▶ **Records**
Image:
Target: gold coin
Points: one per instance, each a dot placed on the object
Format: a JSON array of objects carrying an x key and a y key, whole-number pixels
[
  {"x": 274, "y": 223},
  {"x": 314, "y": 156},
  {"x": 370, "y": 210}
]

▶ **Problem statement**
Copy every row above word for word.

▶ **Written answer**
Image:
Target: gold coin
Points: one per instance, each a dot placed on the object
Format: a JSON array of objects carrying an x key and a y key, whole-number pixels
[
  {"x": 274, "y": 223},
  {"x": 314, "y": 156},
  {"x": 370, "y": 210}
]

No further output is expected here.